*** Excerpt ***

At one point, today's Dylan says that he has always been "searching for the Holy Grail." I suppose one could interpret that as meaning eternal youth, happiness, redemption, or some sort of immortality. He has surely created a capitalist's corporate empire, though that doesn't seem to satisfy him, as it never has genuine poets. But maybe to become very, very rich and famous has always been his goal, his immortality project, as it is for other tycoons. One can only guess.
I prefer not to. But without question, Dylan has the poet's touch, a hyperbolic sense of the fantastic that draws you into his magical web in the pursuit of deeper truth. In ways, he's like the Latin American magical realist writers who move from fact to dream to the fantastic in a puff of wind.
He is our Emerson. His artistic philosophy has always been about movement in space and time through song. "An artist has got to be careful never to arrive at a place where he thinks he's at somewhere," he's said. "You always have to realize that you are constantly in a state of becoming and as long as you can stay in that realm, you'll be alright."

***

| Things to do |
**1)** Update the passage of the Dylan excerpt starting with "I prefer not" and going on through "puff of wind.", changing "poet's" to "songwriter's".
**2)** Answer these questions using the Dylan excerpt:
(a) What does Dylan say he has always been searching for?
(b) To which writers is Dylan compared in his way of moving from fact to dream to the fantastic?
(c) According to the quoted remark, what state should an artist realize they are constantly in?
**3)** Resume the excerpt about Dylan, writing on from its final sentence.
The entries that come after this point were taken from a separate source.

*** Records supplied ***

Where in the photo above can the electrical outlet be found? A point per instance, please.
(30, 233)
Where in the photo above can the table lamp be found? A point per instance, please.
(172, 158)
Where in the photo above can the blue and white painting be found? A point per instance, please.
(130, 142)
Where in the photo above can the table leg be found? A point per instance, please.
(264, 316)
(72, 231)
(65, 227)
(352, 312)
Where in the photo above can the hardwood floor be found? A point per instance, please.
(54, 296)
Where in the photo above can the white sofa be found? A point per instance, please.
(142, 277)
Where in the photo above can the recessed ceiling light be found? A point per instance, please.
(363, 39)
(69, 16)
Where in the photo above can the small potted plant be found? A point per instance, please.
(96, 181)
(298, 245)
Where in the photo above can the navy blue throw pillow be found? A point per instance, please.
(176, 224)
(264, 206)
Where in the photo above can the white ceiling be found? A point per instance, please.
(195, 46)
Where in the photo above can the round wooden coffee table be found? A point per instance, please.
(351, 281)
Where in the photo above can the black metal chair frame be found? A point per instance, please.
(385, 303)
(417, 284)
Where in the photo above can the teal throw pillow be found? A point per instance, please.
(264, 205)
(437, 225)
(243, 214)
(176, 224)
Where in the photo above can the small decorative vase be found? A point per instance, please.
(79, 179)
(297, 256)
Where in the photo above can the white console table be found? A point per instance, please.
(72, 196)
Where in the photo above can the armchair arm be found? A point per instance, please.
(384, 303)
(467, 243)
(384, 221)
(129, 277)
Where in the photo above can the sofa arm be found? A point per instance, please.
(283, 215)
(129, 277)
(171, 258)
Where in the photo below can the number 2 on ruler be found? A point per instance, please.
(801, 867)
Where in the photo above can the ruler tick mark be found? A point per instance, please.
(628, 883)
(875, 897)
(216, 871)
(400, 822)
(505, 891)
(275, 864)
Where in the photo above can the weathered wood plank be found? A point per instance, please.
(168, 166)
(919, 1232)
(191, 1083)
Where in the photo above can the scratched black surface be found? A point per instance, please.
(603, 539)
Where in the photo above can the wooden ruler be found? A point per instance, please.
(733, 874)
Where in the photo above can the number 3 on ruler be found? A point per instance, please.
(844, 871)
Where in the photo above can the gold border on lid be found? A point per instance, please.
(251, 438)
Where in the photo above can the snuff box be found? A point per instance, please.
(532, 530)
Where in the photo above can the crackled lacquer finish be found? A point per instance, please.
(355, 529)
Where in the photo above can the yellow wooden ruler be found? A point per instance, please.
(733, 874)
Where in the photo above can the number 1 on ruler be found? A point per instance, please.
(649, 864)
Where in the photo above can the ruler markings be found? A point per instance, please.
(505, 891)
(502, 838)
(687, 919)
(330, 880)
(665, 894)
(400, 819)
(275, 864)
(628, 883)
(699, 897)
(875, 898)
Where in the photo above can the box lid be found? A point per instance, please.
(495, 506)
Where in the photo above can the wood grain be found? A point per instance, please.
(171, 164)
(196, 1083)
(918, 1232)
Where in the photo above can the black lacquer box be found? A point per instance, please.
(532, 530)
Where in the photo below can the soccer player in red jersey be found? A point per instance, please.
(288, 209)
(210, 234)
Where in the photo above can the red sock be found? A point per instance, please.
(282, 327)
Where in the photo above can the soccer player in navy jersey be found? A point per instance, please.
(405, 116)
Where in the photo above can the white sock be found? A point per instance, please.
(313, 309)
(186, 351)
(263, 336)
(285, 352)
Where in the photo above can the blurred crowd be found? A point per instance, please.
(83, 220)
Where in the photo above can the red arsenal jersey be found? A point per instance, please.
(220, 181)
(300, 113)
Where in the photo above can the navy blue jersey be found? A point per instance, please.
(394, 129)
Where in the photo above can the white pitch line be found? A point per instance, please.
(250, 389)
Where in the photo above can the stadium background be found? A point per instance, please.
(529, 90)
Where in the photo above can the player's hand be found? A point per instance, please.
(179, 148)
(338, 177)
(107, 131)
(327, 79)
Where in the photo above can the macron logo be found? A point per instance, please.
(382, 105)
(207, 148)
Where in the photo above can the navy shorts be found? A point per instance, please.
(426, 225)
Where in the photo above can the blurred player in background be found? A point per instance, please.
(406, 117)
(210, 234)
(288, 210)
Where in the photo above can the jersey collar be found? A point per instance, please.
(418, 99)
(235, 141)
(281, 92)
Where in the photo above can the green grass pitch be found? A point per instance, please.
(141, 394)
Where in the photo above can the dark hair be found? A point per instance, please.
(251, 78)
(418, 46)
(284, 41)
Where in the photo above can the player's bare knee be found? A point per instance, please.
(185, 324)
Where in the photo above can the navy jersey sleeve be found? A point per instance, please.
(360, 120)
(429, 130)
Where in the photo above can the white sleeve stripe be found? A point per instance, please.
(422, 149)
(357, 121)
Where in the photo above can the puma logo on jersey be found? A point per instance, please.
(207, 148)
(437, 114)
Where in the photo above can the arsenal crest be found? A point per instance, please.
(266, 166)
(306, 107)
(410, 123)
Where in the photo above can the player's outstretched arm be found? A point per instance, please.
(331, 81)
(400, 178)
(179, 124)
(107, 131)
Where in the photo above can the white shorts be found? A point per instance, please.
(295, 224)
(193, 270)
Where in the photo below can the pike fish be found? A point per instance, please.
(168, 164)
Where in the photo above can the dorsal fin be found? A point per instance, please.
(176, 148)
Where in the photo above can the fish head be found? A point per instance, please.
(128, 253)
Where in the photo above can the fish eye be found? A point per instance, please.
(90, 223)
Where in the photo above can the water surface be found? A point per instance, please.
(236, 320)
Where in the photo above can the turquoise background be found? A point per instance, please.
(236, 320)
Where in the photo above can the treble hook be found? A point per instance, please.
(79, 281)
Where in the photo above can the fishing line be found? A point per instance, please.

***

| Answers for the exercise |
**1)**
I prefer not to. But without question, Dylan has the songwriter's touch, a hyperbolic sense of the fantastic that draws you into his magical web in the pursuit of deeper truth. In ways, he's like the Latin American magical realist writers who move from fact to dream to the fantastic in a puff of wind.

**2)**
(a) The Holy Grail.
(b) The Latin American magical realist writers.
(c) A state of becoming.

**3)**
Sounds like living, right.
Sounds like Emerson, also. "Life only avails, not the having lived. Power ceases in the instant of repose; it resides in the moment of transition from a past to a new state, in the shooting of the gulf, in the darting to an aim. Thus one fact the world hates, that the soul becomes."
Like Emerson, Dylan creates a sense of restlessness in the listener that forces one to ask: Who am I? Am I? He has said "that a song is like a dream, and you try to make it come true." In a similar way, Scorsese has created a dream with this film. It takes us back and forth in time via an hallucinatory experience. A sort of documentary with a wink.
It is quite a story, powerful enough to bring one to ask: Who are we becoming in this American Dream? Will we keep sleeping through the nightmares we create and support, or will we return home with Dylan and embrace the radical truth he once gifted us with and dare to "tell it and speak it and think it and breathe it/And reflect from the mountains so all souls can see it" that our country continues to kill and oppress people all around the world, even here at home.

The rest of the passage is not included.